*Task directions*: From the first line to the last, give the records again exactly.

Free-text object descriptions
------------------------------------

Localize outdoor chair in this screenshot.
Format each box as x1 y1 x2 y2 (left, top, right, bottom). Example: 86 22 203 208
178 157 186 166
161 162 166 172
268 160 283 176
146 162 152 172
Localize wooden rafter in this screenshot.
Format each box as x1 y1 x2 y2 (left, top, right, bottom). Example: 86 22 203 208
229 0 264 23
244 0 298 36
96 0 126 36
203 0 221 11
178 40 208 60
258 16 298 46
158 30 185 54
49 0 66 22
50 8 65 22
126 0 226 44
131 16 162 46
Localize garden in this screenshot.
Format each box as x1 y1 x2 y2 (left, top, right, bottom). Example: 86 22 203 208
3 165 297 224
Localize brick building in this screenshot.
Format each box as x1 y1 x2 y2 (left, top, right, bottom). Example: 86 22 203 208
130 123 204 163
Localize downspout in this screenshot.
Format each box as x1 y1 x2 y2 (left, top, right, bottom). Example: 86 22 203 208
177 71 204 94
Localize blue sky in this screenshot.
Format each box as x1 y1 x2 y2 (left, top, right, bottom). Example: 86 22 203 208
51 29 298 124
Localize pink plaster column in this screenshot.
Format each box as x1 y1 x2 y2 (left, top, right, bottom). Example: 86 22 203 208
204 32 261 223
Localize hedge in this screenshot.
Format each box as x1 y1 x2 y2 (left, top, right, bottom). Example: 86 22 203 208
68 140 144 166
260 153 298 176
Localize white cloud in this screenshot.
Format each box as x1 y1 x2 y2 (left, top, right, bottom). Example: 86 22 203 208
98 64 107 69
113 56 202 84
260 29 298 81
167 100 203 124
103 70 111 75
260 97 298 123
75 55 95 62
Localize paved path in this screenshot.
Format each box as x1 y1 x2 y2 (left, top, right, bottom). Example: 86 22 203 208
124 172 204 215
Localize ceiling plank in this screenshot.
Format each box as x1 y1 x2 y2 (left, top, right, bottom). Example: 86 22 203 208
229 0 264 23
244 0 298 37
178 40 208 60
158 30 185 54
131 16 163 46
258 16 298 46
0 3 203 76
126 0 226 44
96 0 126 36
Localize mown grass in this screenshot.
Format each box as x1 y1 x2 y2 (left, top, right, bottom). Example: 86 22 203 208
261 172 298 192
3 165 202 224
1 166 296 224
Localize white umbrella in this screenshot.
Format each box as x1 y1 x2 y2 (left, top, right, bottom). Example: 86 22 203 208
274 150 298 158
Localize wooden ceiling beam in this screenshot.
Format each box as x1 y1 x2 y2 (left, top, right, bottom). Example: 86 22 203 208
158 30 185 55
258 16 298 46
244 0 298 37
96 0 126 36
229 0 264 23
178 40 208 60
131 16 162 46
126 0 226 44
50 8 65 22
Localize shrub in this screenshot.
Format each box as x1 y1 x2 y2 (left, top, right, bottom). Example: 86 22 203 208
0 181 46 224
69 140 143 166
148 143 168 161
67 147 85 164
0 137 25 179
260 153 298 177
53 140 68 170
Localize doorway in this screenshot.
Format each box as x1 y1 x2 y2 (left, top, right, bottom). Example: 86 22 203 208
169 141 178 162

------------------------------------

*Solution for this exercise*:
Localize outdoor chair in this screenshot.
Format each box as x1 y1 x2 y2 (left, top, right, bottom). Example: 86 22 203 208
178 157 186 166
161 162 166 172
268 160 283 176
146 162 152 172
Localize wooden rafter in this screenshot.
Format each box as x1 y1 x2 y2 (left, top, right, bottom). Example: 86 22 203 208
229 0 264 23
244 0 298 36
96 0 126 36
203 0 221 11
178 40 208 60
258 16 298 46
158 30 185 54
49 0 66 22
50 8 65 22
126 0 226 44
131 16 162 46
Localize garden in this screenshot.
Format each box as x1 y1 x2 y2 (left, top, right, bottom). Example: 86 22 203 208
3 165 297 224
Localize brick building in this screenshot.
Format each box as x1 y1 x2 y2 (left, top, right, bottom). Example: 86 22 203 208
130 123 204 163
Localize downspout in this screenshot.
Format each box as x1 y1 x2 y2 (left, top, right, bottom). Example: 86 22 203 208
177 71 204 94
Localize blue sky in this screenshot.
Format each box as x1 y1 x2 y2 (left, top, right, bottom). Example: 86 22 203 208
51 29 298 124
Localize pink plaster column in this screenshot.
Format each box as x1 y1 x2 y2 (left, top, right, bottom). Example: 86 22 203 208
204 32 261 223
Localize hedge in this screenshot.
Format each box as x1 y1 x2 y2 (left, top, right, bottom). Example: 86 22 203 208
68 140 144 166
260 153 298 176
Localize white cloud in this screenshot.
Format each box as x1 y1 x2 y2 (left, top, right, bottom). Example: 86 22 203 208
98 64 107 69
113 56 202 84
260 29 298 81
167 100 203 124
103 70 111 75
260 97 298 123
75 55 95 62
Localize paved path in this screenshot.
Format each box as x1 y1 x2 y2 (left, top, right, bottom). Example: 86 22 203 208
124 172 204 215
Localize ceiling plank in this screenshot.
Format each box as x1 y1 x2 y2 (left, top, right, bottom). Example: 86 22 203 208
229 0 264 23
244 0 298 37
178 40 208 60
158 30 185 54
131 16 163 46
258 16 298 46
0 3 203 76
126 0 226 44
96 0 126 36
Localize mown grass in this screenshot.
Format each box as x1 y1 x2 y2 (left, top, right, bottom). Example: 86 22 203 208
261 172 298 192
3 165 202 224
1 166 296 224
Localize white umbrella in this screenshot.
Format each box as x1 y1 x2 y2 (left, top, right, bottom). Example: 86 22 203 208
274 150 298 158
Localize wooden ceiling beam in this screenshot.
Format each box as x1 y1 x2 y2 (left, top, right, bottom). Example: 86 22 203 208
158 30 185 55
258 16 298 46
244 0 298 37
96 0 126 36
229 0 264 23
178 40 208 60
131 16 162 46
126 0 226 44
50 8 65 22
Localize shrub in this screenshot.
Format each box as x1 y1 x2 y2 (left, top, right, bottom). Example: 86 22 203 208
0 181 46 224
69 140 143 166
148 143 168 161
67 147 85 164
0 137 25 179
260 153 298 177
53 140 68 170
Localize doorway in this screenshot.
Format each box as x1 y1 x2 y2 (left, top, right, bottom). Example: 86 22 203 208
169 141 178 162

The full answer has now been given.